Dataset excerpt:
::::::::

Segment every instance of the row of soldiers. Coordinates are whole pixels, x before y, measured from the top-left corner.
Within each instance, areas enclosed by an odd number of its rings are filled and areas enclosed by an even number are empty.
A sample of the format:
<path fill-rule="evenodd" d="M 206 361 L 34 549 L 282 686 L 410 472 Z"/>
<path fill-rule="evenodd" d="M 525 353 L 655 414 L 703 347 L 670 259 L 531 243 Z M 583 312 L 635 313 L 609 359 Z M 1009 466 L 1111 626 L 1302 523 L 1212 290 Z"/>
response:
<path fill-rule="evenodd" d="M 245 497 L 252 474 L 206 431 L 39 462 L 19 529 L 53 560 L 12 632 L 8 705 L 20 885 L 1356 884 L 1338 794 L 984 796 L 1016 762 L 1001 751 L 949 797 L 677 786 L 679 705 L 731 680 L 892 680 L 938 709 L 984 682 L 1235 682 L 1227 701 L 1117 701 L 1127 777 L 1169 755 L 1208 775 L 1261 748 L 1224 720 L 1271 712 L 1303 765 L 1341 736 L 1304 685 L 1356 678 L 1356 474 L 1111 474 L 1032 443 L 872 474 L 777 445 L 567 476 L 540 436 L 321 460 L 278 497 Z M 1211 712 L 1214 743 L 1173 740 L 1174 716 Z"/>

::::::::

▶ [GOAL]:
Extract all lines of the material above and reproduce them verbatim, character for character.

▶ [COMPLETE RESPONSE]:
Segment every instance of the row of soldiers. Coordinates are whole pixels, x before y, measured from the top-left corner.
Within each instance, areas enclosed by an odd number of its rings are filled and areas enclosed by an even number are empty.
A sample of the format:
<path fill-rule="evenodd" d="M 206 361 L 34 549 L 282 686 L 410 472 Z"/>
<path fill-rule="evenodd" d="M 525 353 L 655 414 L 703 347 L 670 259 L 531 243 Z M 583 312 L 635 313 L 609 359 Z M 1009 466 L 1111 626 L 1302 523 L 1212 290 Z"/>
response:
<path fill-rule="evenodd" d="M 245 497 L 252 474 L 206 431 L 39 462 L 19 529 L 53 560 L 12 632 L 8 705 L 20 885 L 1356 884 L 1338 794 L 984 796 L 1016 762 L 1001 751 L 949 797 L 677 786 L 679 705 L 731 680 L 892 680 L 938 709 L 984 682 L 1235 682 L 1227 701 L 1117 701 L 1127 777 L 1169 755 L 1208 775 L 1261 748 L 1224 720 L 1271 712 L 1303 765 L 1341 736 L 1304 685 L 1356 678 L 1356 474 L 1111 474 L 1032 443 L 872 474 L 777 445 L 567 476 L 540 436 L 321 460 L 278 497 Z M 1211 712 L 1214 743 L 1173 740 L 1174 716 Z"/>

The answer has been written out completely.